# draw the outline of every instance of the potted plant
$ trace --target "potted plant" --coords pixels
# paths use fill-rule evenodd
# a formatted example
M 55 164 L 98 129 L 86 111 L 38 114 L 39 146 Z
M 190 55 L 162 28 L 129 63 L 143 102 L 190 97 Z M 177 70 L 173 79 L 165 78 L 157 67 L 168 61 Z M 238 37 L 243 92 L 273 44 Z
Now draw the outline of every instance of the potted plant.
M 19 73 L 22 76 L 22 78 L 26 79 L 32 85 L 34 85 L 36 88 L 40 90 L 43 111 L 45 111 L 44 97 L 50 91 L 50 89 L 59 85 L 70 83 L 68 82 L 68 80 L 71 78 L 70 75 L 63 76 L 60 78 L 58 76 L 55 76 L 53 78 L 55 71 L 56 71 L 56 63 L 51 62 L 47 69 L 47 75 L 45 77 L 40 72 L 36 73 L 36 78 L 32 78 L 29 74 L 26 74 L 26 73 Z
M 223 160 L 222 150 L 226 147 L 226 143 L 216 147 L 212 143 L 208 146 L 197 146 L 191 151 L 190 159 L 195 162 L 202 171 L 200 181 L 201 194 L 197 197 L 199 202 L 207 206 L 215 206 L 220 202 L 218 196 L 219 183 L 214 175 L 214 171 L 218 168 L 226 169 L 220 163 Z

■ ■ ■ ■ ■ ■ ■

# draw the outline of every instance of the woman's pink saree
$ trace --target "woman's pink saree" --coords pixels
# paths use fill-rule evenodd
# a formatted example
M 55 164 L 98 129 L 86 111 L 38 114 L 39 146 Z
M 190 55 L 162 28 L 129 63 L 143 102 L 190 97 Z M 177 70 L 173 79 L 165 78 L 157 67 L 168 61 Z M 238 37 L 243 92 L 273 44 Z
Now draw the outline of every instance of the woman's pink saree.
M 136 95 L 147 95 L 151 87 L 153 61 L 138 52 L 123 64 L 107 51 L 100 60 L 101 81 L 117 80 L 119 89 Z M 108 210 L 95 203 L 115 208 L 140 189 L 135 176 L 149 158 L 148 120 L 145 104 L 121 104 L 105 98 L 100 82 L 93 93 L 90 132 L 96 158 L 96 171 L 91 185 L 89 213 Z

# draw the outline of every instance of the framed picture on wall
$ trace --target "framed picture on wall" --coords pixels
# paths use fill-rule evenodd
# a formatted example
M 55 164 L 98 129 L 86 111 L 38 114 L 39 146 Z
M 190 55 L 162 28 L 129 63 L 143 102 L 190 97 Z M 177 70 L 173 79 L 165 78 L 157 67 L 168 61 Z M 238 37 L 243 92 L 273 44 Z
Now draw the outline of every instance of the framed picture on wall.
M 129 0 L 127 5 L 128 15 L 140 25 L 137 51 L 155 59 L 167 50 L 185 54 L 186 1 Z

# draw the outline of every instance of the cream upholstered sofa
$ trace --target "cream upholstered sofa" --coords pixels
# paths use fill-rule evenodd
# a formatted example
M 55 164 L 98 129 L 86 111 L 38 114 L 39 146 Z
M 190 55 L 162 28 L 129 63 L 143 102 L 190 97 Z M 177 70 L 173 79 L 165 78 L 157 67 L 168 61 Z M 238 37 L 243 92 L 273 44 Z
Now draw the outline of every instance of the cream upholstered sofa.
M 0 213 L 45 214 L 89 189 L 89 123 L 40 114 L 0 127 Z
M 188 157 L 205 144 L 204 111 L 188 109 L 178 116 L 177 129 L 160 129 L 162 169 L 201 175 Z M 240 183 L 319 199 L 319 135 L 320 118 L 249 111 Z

■ ■ ■ ■ ■ ■ ■

Where a line above includes "trace", copy that line.

__Exercise solution__
$ trace --target "potted plant" --coords pixels
$ trace --target "woman's pink saree" --coords pixels
$ trace --target "framed picture on wall" --coords pixels
$ trace --target "cream upholstered sofa" --coords pixels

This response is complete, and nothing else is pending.